Page text:
⟨
Book of abstracts of the Workshop "Disseminating Biodiversity Information"
ESF & ETI (UNESCO), Amsterdam, 24-27 March 1996
In groups were classifications are subject to a lot of revisions (because they
are not well known), experts are reluctant to disseminate biodiversity
information to general public. In such taxonomic groups, there is a need for
research-oriented systems dedicated to computer-aided systematics.
To answer this problem of expertise, we have built user-friendly computer tools based on the application of the scientific method in biology (experimenting and testing):
* Acquiring a descriptive model by defining dependant observable objects and characters,
* Collecting structured and pre-classified observed descriptions (cases) with an automatically built questionnaire that matches the descriptive model,
* Processing the cases to learn inductive hypothesis (classifications), and testing them with new observations for identification (by determination with rules or by matching with case-based reasoning),
* Validating the learnt knowledge: the expert can update the knowledge base according to the results obtained during classification and/or identification, and thus improve iteratively his descriptive model and case base.
⟩
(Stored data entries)
⟨
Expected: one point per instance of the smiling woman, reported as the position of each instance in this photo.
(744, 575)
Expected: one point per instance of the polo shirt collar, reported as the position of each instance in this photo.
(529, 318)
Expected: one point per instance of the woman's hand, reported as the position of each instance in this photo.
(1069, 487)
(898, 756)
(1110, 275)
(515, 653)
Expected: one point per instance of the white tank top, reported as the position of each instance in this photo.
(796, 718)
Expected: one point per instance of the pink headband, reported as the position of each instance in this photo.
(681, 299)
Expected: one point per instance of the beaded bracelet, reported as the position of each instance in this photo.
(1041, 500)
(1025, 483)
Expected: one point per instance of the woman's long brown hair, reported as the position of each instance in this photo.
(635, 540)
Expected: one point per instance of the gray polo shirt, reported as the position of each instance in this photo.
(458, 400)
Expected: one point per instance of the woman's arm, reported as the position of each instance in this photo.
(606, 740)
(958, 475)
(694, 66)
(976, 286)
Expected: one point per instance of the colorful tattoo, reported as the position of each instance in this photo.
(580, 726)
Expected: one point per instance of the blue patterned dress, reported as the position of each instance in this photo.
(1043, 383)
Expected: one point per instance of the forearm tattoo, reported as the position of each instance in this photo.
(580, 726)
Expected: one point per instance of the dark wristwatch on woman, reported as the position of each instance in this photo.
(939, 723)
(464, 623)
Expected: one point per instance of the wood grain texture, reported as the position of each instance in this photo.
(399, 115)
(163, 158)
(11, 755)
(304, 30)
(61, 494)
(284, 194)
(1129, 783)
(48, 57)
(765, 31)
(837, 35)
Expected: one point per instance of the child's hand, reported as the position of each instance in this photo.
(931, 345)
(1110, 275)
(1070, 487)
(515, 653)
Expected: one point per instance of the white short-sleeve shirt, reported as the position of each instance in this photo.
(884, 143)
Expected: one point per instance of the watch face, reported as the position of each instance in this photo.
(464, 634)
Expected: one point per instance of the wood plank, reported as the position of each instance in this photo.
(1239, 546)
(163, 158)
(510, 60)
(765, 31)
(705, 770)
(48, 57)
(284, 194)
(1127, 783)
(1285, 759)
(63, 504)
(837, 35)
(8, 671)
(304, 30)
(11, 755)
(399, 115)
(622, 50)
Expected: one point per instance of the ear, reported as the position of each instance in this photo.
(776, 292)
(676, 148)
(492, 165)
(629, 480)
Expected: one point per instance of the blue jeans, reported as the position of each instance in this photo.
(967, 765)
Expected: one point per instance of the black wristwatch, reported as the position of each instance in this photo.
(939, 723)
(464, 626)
⟩
Tasks for this exercise:
[a] Answer these questions using the workshop abstract:
(i) In what city and on what dates was the workshop held?
(ii) In which taxonomic groups are experts reluctant to disseminate biodiversity information to the general public?
(iii) What two methods of identification are named?
[b] Transcribe the portion of the workshop abstract starting at "ESF & ETI (UNESCO), Amsterdam, 24-27" and ending at "to computer-aided systematics.".

Solutions in order:
[a]
(i) Amsterdam, 24-27 March 1996.
(ii) Groups where classifications are subject to a lot of revisions because they are not well known.
(iii) Determination with rules and matching with case-based reasoning.

[b]
ESF & ETI (UNESCO), Amsterdam, 24-27 March 1996
In groups were classifications are subject to a lot of revisions (because they
are not well known), experts are reluctant to disseminate biodiversity
information to general public. In such taxonomic groups, there is a need for
research-oriented systems dedicated to computer-aided systematics.